→ **PROBLEM DESCRIPTION**
Copy the listing out in full. Keep every word as it is.

[DATA RECORDS]

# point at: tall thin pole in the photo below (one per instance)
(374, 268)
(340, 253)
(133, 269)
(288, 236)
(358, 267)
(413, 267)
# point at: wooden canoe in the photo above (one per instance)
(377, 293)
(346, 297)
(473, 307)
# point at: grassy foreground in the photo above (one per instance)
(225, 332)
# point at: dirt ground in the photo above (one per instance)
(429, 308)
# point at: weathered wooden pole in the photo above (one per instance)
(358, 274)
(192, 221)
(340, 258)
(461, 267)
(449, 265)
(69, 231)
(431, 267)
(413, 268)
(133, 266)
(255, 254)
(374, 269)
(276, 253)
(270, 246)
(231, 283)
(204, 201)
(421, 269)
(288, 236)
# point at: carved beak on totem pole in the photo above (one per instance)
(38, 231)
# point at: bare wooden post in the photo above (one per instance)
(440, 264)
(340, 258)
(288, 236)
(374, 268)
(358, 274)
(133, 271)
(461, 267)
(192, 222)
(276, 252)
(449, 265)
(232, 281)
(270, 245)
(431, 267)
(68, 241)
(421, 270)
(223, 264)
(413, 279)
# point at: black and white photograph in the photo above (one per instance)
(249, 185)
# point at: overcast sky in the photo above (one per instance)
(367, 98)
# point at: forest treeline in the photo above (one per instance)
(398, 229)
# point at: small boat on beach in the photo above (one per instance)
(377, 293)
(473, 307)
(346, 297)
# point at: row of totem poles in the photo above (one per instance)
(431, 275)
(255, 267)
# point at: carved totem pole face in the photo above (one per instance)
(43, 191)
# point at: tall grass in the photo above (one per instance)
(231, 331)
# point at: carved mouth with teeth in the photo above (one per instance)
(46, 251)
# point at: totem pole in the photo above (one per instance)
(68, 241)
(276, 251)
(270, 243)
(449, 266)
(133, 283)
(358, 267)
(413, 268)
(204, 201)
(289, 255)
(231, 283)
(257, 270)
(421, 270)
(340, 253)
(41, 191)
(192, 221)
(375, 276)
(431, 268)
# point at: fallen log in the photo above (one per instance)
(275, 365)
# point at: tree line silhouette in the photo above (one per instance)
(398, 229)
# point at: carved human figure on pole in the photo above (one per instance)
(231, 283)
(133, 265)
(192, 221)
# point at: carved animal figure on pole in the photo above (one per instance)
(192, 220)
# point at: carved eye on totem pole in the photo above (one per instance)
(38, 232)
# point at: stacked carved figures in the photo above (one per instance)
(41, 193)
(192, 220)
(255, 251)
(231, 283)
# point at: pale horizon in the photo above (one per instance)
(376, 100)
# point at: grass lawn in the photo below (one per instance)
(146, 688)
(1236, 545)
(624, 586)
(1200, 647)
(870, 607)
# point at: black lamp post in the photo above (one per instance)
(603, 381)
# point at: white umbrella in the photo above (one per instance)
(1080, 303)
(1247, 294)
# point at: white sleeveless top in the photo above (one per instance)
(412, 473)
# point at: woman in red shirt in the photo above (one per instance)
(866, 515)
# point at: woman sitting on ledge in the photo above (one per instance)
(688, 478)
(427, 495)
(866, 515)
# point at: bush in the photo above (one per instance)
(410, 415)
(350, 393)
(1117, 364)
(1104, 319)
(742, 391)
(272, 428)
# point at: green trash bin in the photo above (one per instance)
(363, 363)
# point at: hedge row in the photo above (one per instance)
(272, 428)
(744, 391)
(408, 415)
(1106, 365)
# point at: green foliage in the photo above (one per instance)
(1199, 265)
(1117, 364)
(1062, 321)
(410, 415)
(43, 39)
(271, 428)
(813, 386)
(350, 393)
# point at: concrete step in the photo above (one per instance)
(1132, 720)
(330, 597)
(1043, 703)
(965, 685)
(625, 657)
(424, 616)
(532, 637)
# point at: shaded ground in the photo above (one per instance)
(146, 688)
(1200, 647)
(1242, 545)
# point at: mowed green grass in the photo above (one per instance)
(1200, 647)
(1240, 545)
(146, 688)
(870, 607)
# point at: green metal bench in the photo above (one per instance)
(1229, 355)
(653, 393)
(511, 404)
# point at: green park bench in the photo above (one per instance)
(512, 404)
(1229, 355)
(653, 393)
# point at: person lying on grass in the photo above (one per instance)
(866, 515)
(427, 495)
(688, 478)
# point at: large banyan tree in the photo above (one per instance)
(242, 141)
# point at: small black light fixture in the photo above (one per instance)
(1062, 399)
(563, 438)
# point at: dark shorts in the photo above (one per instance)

[/DATA RECORDS]

→ **ANSWER FOR THIS EXERCISE**
# point at: tall thin pole in the photo below (one per instance)
(374, 268)
(340, 253)
(133, 269)
(288, 236)
(358, 267)
(413, 267)
# point at: wooden canoe in the photo above (one per instance)
(377, 293)
(346, 297)
(473, 307)
# point at: grassy foreground in the photo above (one per instance)
(225, 332)
# point at: dirt ground in the photo above (one per instance)
(429, 308)
# point at: weathered wooden pole in the photo above (one per instance)
(358, 274)
(192, 221)
(340, 258)
(461, 267)
(449, 265)
(69, 231)
(431, 267)
(413, 268)
(133, 266)
(255, 254)
(374, 269)
(276, 253)
(270, 246)
(231, 283)
(204, 201)
(421, 269)
(288, 236)
# point at: carved beak on totem pole in the photo above (one per instance)
(38, 231)
# point at: bare wooden post in the photo above (one per instance)
(440, 264)
(340, 258)
(288, 236)
(374, 268)
(358, 274)
(133, 271)
(461, 267)
(192, 222)
(276, 252)
(449, 265)
(232, 281)
(270, 245)
(431, 267)
(68, 241)
(421, 270)
(223, 264)
(413, 279)
# point at: black and white photograph in the photo above (one per instance)
(249, 185)
# point at: overcast sky in the photo above (one per instance)
(367, 98)
# point at: forest treeline in the photo above (one per instance)
(398, 229)
# point at: small boat on beach in the photo above (one per instance)
(377, 293)
(473, 307)
(346, 297)
# point at: row of totem poles in the photo above (one per instance)
(431, 275)
(255, 267)
# point at: carved totem pole face in the photo above (one per instance)
(43, 191)
# point at: tall grass in the photo above (one per instance)
(231, 331)
# point at: carved mouth with teeth in the photo above (one per instance)
(46, 251)
# point at: totem pole in the photo above (one per instance)
(68, 241)
(276, 251)
(270, 243)
(449, 266)
(133, 283)
(358, 267)
(413, 268)
(204, 201)
(289, 255)
(231, 283)
(257, 270)
(421, 270)
(340, 253)
(41, 191)
(192, 221)
(375, 276)
(431, 268)
# point at: fallen log in the photo above (one per instance)
(275, 365)
# point at: tree line silhouette in the photo above (one per instance)
(398, 229)
# point at: carved human figure on pole in the photo above (one per instance)
(231, 283)
(133, 265)
(192, 221)
# point at: carved animal figure on pole in the photo above (one per instance)
(192, 220)
# point at: carved eye on totem pole in the photo above (one per instance)
(38, 232)
# point at: stacked carved figures in the photo above (one per instance)
(41, 193)
(192, 220)
(255, 251)
(231, 283)
# point at: pale horizon in the photo above (one per instance)
(376, 100)
# point at: grass lawn in the photo below (one per instance)
(146, 688)
(1236, 545)
(624, 586)
(1200, 647)
(870, 607)
# point at: black lamp post in the photo above (one per instance)
(603, 381)
# point at: white umbrella in the photo above (one per instance)
(1080, 303)
(1247, 294)
# point at: white sleeveless top in the photo above (one per instance)
(412, 473)
# point at: woman in red shirt in the photo above (one per instance)
(866, 515)
# point at: woman sitting on ledge in the photo above (one per instance)
(688, 478)
(427, 495)
(866, 515)
# point at: bush in the photo above (one per instance)
(410, 415)
(350, 393)
(1117, 364)
(1104, 319)
(742, 391)
(272, 428)
# point at: green trash bin in the photo above (one per instance)
(363, 363)
# point at: hedge row in the photo above (one per instance)
(272, 428)
(744, 391)
(408, 415)
(1106, 365)
# point at: green foliage in the photo above (one per instance)
(1199, 265)
(1117, 364)
(1062, 321)
(410, 415)
(43, 39)
(271, 428)
(813, 386)
(350, 393)
# point at: concrete step in the photo above (one per instance)
(1132, 720)
(330, 597)
(1043, 703)
(965, 685)
(625, 657)
(424, 616)
(532, 637)
# point at: shaded ground in the photo above (one per instance)
(146, 688)
(1200, 647)
(1242, 545)
# point at: mowed green grass in the photo above (one per instance)
(1200, 647)
(1240, 545)
(146, 688)
(870, 607)
# point at: green metal bench in the photo above (one per instance)
(1229, 355)
(653, 393)
(511, 404)
# point at: green park bench in the photo above (one per instance)
(512, 404)
(1229, 355)
(653, 393)
# point at: person lying on grass in the photo above (one per instance)
(866, 515)
(427, 495)
(688, 478)
# point at: large banyan tree in the photo above (one per instance)
(242, 141)
# point at: small black light fixture in the photo above (one per instance)
(1062, 399)
(563, 438)
# point at: dark shorts in the photo above (one per instance)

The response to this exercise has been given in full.